──────── Brano estratto ────────

Sono 23 i vitigni coltivati un tempo in Trentino, alcuni dei quali vivono una nuova vita grazie all'attività di recupero e valorizzazione dell'Istituto agrario di San Michele all'Adige.

Ora questi vigneti vengono descritti e illustrati nella pubblicazione 'Antichi vitigni del Trentino' edita dalla Fondazione Edmund Mach e realizzata dai ricercatori Marco Stefanini e Tiziano Tomasi, che è stata presentata la settimana scorsa a San Michele. Non si tratta solo un recupero in memoria dei tempi passati, ma anche un prezioso contributo per creare le varietà di vite del futuro.

Le vecchie varietà coltivate un tempo in provincia di Trento sono: Biancaccia, Casetta, Corbera, Groppello di Revò, Lagarino, Maor, Negrara, Paolina, Pavana, Peverella, Rossara, Rossetta di montagna, Turca, Verdealbara, Vernaccia trentina. Ma anche Lambrusco foglia frastagliata (Enantio), Marzemino, Nosiola, Schiava grossa, Teroldego, Franconia, Portoghese, Saint Laurent. Grazie all' attività di recupero del Centro ricerca e innovazione sei vitigni recuperati sono stati iscritti nel Catalogo nazionale delle varietà di uva e vino e quindi ammessi alla coltivazione: Groppello di Revò, Casetta, Verdealbara, Lagarino, Paolina, Maor.

────────

**Compito assegnato 1:** Secondo il brano sugli antichi vitigni del Trentino, quali ricercatori hanno realizzato la pubblicazione 'Antichi vitigni del Trentino'?
**Compito assegnato 2:** Scrivi il seguito del brano sugli antichi vitigni del Trentino, partendo dopo la sua ultima frase.

──────── Voci fornite ────────

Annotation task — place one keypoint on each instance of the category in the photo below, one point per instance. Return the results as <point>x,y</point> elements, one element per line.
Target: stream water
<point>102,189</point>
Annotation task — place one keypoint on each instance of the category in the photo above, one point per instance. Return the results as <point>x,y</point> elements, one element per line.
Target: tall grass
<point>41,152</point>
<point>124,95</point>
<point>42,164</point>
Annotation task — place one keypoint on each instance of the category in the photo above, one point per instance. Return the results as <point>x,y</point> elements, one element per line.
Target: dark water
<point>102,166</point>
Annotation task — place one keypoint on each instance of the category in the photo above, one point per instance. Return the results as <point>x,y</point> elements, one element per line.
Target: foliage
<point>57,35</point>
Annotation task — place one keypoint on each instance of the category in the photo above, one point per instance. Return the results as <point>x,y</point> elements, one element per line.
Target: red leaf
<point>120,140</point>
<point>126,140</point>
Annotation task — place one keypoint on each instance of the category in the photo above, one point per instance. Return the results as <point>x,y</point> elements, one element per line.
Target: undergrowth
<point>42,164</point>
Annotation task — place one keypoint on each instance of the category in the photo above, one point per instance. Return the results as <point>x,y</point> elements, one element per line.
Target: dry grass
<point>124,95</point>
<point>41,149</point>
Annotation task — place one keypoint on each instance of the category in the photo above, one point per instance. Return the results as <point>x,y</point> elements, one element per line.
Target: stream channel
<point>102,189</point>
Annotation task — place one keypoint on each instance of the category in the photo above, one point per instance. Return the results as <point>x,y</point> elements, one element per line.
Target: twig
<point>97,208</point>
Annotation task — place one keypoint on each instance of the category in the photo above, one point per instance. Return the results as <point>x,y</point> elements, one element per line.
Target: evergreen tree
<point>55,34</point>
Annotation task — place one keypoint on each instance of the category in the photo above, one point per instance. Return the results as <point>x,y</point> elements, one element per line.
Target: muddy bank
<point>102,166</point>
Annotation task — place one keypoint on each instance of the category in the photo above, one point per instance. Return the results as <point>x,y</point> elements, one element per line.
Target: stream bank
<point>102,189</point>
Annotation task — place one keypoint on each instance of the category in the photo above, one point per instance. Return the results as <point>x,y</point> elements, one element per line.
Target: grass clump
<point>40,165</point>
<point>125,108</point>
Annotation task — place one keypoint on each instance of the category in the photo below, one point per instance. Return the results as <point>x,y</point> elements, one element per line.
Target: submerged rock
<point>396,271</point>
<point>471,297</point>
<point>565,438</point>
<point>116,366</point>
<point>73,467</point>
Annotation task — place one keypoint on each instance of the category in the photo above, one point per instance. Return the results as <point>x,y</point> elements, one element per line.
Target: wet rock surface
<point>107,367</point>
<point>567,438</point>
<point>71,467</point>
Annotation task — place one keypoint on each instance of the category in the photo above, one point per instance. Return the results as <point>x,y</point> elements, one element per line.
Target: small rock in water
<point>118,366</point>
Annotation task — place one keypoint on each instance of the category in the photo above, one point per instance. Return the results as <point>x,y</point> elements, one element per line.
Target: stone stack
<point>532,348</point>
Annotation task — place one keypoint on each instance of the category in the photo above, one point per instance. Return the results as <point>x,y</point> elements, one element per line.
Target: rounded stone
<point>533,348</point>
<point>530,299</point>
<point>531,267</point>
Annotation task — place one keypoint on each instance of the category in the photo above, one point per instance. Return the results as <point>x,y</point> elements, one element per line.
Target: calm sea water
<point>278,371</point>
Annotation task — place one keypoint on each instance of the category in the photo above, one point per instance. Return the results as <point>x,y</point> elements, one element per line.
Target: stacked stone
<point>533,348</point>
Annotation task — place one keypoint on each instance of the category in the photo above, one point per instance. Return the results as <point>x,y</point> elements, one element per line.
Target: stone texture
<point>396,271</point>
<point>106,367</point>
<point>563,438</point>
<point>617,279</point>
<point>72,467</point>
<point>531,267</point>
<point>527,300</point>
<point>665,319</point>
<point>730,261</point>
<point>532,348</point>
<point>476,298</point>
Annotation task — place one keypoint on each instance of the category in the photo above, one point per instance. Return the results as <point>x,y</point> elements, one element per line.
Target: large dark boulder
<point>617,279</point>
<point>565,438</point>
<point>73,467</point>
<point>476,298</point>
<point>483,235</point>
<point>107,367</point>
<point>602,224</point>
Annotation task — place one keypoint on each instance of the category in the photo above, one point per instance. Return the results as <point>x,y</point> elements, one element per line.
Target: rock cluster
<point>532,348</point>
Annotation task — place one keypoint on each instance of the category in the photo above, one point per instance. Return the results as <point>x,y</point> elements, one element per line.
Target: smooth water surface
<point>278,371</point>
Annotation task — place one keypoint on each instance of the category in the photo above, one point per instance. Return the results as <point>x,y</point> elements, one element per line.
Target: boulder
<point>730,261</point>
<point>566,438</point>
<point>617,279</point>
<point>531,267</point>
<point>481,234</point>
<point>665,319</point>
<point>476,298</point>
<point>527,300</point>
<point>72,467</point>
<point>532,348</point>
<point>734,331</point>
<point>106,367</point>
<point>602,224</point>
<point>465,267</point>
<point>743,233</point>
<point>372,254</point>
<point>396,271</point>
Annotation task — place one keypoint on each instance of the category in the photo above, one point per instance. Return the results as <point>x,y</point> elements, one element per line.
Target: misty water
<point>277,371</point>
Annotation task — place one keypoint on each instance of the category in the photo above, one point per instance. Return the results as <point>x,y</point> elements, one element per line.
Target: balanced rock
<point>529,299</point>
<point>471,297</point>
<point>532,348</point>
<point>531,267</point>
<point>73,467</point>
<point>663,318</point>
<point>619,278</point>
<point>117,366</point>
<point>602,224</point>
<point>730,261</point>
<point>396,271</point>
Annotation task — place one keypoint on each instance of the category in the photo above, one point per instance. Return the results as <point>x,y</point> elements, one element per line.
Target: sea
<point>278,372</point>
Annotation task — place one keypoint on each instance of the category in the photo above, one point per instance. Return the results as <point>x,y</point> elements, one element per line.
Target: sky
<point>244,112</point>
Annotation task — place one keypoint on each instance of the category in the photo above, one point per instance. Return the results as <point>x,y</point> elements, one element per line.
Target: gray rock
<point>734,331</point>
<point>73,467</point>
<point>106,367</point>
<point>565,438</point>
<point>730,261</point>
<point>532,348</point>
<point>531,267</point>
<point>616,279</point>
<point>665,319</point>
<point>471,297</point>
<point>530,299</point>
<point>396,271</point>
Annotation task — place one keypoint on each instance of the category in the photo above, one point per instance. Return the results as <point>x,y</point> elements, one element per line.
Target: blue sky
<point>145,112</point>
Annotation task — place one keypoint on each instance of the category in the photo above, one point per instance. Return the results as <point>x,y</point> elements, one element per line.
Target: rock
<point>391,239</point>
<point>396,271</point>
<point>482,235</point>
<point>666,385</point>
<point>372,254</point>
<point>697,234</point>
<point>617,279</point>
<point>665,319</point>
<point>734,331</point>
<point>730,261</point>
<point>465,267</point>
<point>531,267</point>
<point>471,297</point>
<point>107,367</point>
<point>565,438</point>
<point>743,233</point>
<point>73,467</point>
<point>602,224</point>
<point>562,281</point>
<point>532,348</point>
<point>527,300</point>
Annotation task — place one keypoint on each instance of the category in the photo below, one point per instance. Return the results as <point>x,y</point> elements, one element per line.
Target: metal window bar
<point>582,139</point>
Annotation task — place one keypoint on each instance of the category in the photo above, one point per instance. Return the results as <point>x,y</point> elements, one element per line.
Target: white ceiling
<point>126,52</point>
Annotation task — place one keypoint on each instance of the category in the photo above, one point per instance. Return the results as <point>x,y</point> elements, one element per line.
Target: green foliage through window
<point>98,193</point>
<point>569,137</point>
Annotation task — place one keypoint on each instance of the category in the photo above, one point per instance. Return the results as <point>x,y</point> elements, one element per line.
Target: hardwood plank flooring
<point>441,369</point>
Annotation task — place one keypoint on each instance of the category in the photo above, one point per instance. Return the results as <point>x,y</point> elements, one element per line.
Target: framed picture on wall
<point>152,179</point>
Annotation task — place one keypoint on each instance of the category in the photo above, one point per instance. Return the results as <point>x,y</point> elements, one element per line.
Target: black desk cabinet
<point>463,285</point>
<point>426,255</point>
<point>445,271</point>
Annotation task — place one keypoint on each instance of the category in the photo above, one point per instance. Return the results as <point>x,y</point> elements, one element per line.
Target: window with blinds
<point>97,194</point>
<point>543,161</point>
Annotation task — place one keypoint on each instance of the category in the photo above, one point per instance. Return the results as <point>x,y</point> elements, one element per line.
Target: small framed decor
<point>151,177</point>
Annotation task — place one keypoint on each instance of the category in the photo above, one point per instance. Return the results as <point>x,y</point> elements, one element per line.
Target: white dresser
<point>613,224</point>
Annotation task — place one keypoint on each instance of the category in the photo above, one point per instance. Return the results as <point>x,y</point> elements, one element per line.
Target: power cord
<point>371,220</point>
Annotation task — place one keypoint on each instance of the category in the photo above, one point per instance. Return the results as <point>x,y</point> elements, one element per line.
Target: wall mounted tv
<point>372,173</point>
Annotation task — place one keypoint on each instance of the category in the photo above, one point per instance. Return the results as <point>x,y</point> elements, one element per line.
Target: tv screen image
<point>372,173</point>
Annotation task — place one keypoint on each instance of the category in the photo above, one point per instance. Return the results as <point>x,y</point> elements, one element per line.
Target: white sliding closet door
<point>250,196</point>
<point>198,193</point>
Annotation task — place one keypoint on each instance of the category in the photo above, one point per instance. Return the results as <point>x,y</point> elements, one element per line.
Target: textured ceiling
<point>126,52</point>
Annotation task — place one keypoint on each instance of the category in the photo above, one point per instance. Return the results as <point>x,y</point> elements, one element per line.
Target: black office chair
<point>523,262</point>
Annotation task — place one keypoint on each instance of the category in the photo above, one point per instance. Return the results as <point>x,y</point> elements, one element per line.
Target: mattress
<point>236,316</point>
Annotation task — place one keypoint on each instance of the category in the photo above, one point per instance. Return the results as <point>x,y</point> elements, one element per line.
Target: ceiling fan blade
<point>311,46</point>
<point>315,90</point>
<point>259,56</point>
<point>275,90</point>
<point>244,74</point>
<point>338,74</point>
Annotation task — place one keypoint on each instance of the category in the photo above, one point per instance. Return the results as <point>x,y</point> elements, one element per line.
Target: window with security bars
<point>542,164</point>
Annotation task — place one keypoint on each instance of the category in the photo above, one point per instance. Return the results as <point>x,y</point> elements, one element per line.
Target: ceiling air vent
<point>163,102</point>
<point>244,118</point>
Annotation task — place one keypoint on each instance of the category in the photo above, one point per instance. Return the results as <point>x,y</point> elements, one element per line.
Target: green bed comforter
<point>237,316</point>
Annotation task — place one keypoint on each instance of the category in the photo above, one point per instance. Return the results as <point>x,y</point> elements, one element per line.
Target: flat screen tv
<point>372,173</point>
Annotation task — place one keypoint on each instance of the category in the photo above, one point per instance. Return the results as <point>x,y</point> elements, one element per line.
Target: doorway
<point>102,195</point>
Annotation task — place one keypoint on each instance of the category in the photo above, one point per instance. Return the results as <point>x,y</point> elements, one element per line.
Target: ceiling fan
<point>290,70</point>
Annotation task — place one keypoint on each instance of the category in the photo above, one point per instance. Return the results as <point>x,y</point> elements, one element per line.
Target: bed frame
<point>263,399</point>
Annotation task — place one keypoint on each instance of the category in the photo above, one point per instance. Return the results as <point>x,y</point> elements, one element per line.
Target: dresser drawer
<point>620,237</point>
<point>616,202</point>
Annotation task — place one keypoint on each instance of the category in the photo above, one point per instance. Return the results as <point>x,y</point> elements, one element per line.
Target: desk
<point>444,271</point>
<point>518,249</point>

────────

**Risposta al compito 1:** Marco Stefanini e Tiziano Tomasi.

**Risposta al compito 2:**
I ricercatori hanno raccolto questi antichi vitigni per lo più nelle valli laterali all'asta dell'Adige e hanno contribuito alla moltiplicazione ricollocandoli nella zona di origine, effettuando anche diverse analisi agronomiche e di dna.

Il recupero delle antiche varietà è infatti uno strumento importante anche come fonte di variabilità genetica nei piani di miglioramento varietale volti alla selezione di nuove varietà di vite.